WHAT NEEDS TO BE DONE: Give back the records below verbatim, please, but without a single image.

ENTRIES SHOWN:
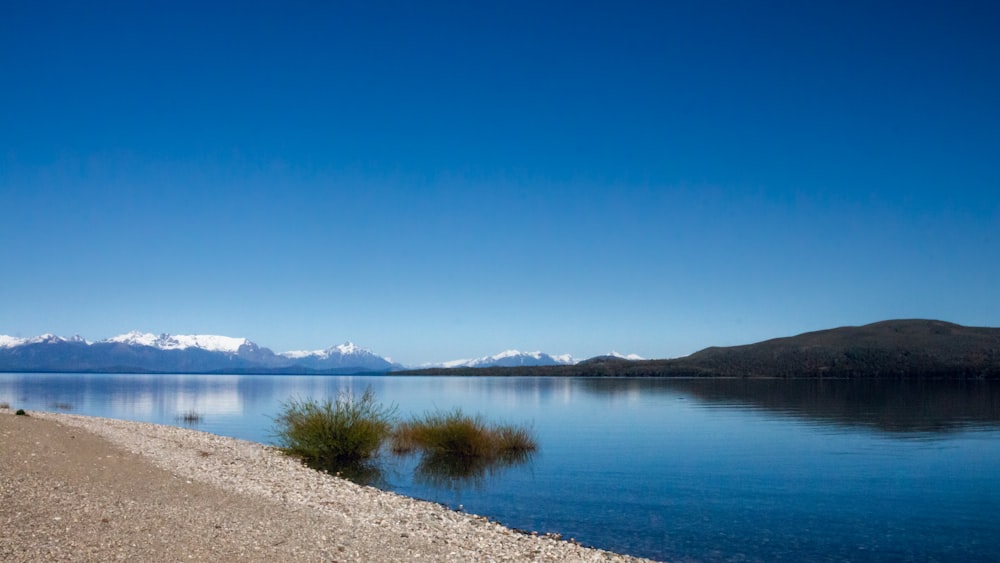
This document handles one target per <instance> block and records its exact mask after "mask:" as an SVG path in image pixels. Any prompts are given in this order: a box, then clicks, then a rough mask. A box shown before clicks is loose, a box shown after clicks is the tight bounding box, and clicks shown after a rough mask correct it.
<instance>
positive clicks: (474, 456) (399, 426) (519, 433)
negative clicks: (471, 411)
mask: <svg viewBox="0 0 1000 563" xmlns="http://www.w3.org/2000/svg"><path fill="white" fill-rule="evenodd" d="M537 447H538V445H537V443H536V442H535V439H534V437H533V436H532V435H531V432H530V430H529V429H528V428H526V427H523V426H507V425H499V424H494V423H489V422H487V421H486V420H484V419H483V418H482V417H481V416H478V415H477V416H469V415H466V414H465V413H463V412H462V410H461V409H455V410H453V411H449V412H433V413H427V414H425V415H423V416H421V417H416V418H414V419H412V420H410V421H408V422H404V423H401V424H399V425H398V426H397V427H396V431H395V432H394V433H393V436H392V451H393V452H394V453H399V454H406V453H411V452H413V451H415V450H420V451H422V452H424V453H426V454H428V455H430V456H444V457H449V458H459V459H473V458H478V459H485V460H493V459H502V458H504V457H507V456H512V455H513V456H516V455H517V454H523V453H527V452H533V451H535V449H537Z"/></svg>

ANSWER SECTION:
This document handles one target per <instance> block and records its exact mask after "mask:" as an SVG path in image pixels. Any prompts are given in this order: a box, then clicks, then a rough mask. A box shown before clicks is loose, a box shown after clicks is the tight bounding box, and clicks shown after a rough mask correct it.
<instance>
positive clicks: (474, 456) (399, 426) (519, 433)
negative clicks: (471, 411)
mask: <svg viewBox="0 0 1000 563" xmlns="http://www.w3.org/2000/svg"><path fill="white" fill-rule="evenodd" d="M537 447H538V445H537V443H536V442H535V439H534V437H533V436H532V435H531V432H530V430H529V429H528V428H526V427H523V426H507V425H499V424H494V423H489V422H487V421H486V420H484V419H483V418H482V417H481V416H478V415H477V416H469V415H466V414H465V413H463V412H462V410H461V409H455V410H453V411H449V412H433V413H427V414H425V415H423V416H421V417H416V418H414V419H412V420H410V421H408V422H404V423H401V424H399V425H398V426H397V427H396V431H395V432H394V433H393V436H392V451H393V452H394V453H399V454H406V453H411V452H413V451H415V450H420V451H422V452H424V453H426V454H428V455H430V456H444V457H449V458H459V459H473V458H478V459H485V460H493V459H502V458H504V457H507V456H512V455H513V456H516V455H517V454H523V453H527V452H533V451H535V449H537Z"/></svg>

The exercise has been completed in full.